◆ Directions:
Please translate this sentence from the editorial on truck brake testing into Spanish: "The information published by the DTp does not make it clear how serious the braking system faults are, for example, nor whether some of the odd failure statistics result from inconsistencies between brake testing machines at different stations."

◆ Text block:
+ + +

We cannot argue with either of those sentiments — but he went on to link the maintenance of anti-lock systems with the soon-to-be-published annual report of the DTp's Vehicle Inspectorate, which will reveal that an alarmingly high number of HGVs still fail their annual tests through braking system faults. The implication of Bottomley's statement is that an increasing number of vehicles fail their tests through poorly-maintained anti-lock systems. We know of no hard evidence to support this. If the DTp has such evidence it should publish it.

Already the lack of precise information about the causes of annual test failures is a problem for those who are trying to do something about them. The information published by the DTp does not make it clear how serious the braking system faults are, for example, nor whether some of the odd failure statistics result from inconsistencies between brake testing machines at different stations. Certainly the more widespread use of sophisticated "Category 1" anti-lock systems, which will result from the imminent issue of an EEC Directive on the subject, will exacerbate this situation. Not, as Bottomley suggests, because operators will be unable to maintain them properly, but because at present the DTp is woefully ill-equipped to test them properly.

For a government so obviously keen to keep a tight grip on its purse strings, the kind of expenditure required to give its testing stations roller testers suitable for proper testing of anti-lock equipped trucks and buses must be a bitter pill to swallow.

Perhaps it is this prospect that lies behind the warning given by Bottomley's colleague, Sir Alan Bailey, DTp permanent secretary. Speaking at the RHA conference in Madeira, he said that some form of privatisation of DTp testing stations is again under consideration. The last time the Government tried such an ill-considered move it was forced to back down by remarkably widespread and vehement opposition to the plan. Why it believes that opposition will be any less vehement this time we cannot imagine.

There can be no question that the kind of annual test problems highlighted by Bottomley's recent statement would only grow much worse if the plans outlined by Sir Alan come to fruition.

+ + +

[Coordinate annotation records]
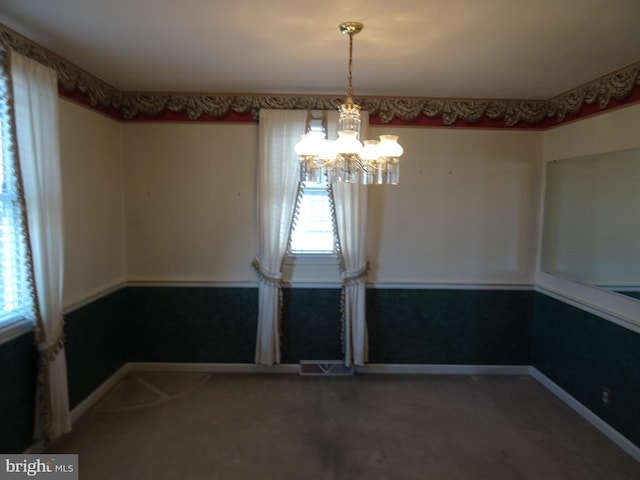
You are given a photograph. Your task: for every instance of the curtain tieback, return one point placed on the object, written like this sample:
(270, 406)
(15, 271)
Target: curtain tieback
(265, 275)
(350, 277)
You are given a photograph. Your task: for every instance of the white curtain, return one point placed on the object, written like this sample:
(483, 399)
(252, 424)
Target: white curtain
(277, 188)
(35, 93)
(351, 222)
(350, 204)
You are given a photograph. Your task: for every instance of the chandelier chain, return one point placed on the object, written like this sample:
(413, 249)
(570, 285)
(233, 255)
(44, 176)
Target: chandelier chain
(350, 87)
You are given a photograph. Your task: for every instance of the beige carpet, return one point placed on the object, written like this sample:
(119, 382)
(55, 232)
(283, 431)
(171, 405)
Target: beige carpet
(246, 426)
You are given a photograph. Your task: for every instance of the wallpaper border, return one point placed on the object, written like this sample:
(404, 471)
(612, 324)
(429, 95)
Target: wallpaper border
(614, 89)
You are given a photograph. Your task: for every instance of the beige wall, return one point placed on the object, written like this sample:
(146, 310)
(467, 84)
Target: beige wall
(92, 176)
(464, 213)
(190, 197)
(466, 210)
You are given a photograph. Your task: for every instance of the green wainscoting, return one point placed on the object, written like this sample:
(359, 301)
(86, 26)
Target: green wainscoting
(18, 378)
(583, 354)
(192, 324)
(580, 352)
(96, 344)
(462, 327)
(311, 324)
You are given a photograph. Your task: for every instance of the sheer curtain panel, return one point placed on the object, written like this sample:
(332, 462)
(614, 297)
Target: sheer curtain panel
(35, 93)
(277, 188)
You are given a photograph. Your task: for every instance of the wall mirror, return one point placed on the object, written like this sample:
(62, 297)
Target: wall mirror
(591, 228)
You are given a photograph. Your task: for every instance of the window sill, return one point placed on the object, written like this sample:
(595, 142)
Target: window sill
(311, 259)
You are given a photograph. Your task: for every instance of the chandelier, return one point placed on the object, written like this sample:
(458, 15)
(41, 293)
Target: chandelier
(347, 159)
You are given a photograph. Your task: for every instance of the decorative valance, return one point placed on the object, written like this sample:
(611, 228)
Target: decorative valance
(620, 86)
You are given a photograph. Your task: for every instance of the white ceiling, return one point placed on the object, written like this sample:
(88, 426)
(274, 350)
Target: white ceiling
(516, 49)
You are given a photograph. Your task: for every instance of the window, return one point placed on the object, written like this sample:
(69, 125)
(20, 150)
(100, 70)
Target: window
(15, 298)
(312, 233)
(313, 230)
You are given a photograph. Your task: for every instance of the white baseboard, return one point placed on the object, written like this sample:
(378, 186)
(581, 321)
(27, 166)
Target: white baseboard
(418, 369)
(212, 367)
(616, 437)
(98, 393)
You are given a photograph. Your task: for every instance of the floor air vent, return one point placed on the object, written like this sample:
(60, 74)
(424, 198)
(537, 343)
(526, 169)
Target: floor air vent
(324, 367)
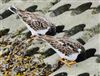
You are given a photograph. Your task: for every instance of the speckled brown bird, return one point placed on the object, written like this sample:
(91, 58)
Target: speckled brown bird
(37, 24)
(67, 49)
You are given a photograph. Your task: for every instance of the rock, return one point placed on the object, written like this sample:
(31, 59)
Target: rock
(48, 52)
(55, 2)
(4, 31)
(96, 10)
(98, 59)
(32, 8)
(61, 74)
(85, 55)
(5, 14)
(75, 30)
(84, 74)
(5, 1)
(82, 8)
(60, 10)
(81, 41)
(31, 51)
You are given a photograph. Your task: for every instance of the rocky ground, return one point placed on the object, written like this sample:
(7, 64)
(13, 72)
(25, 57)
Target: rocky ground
(19, 56)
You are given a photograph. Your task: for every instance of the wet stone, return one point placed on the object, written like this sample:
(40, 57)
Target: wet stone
(32, 8)
(85, 55)
(60, 10)
(5, 14)
(55, 2)
(5, 1)
(32, 51)
(84, 74)
(81, 41)
(61, 74)
(98, 60)
(75, 29)
(4, 31)
(82, 8)
(49, 52)
(96, 10)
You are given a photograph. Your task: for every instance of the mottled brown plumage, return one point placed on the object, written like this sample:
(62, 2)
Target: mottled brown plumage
(65, 46)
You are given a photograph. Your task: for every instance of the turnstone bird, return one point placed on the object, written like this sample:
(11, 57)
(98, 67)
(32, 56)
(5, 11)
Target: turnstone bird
(37, 24)
(65, 48)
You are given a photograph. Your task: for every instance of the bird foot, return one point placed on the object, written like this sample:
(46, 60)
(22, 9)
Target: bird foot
(67, 62)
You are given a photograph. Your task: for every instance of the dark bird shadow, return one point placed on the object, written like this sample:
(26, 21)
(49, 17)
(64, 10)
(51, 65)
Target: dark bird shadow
(85, 55)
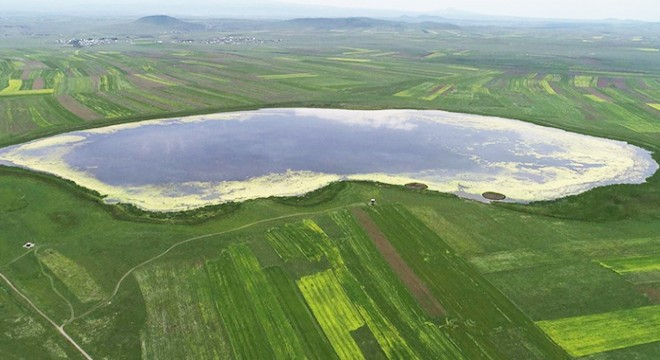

+ + +

◆ Written solution:
La información publicada por el DTp no deja claro, por ejemplo, qué tan graves son las fallas del sistema de frenos, ni si algunas de las extrañas estadísticas de reprobación se deben a discrepancias entre las máquinas de prueba de frenos de distintas estaciones.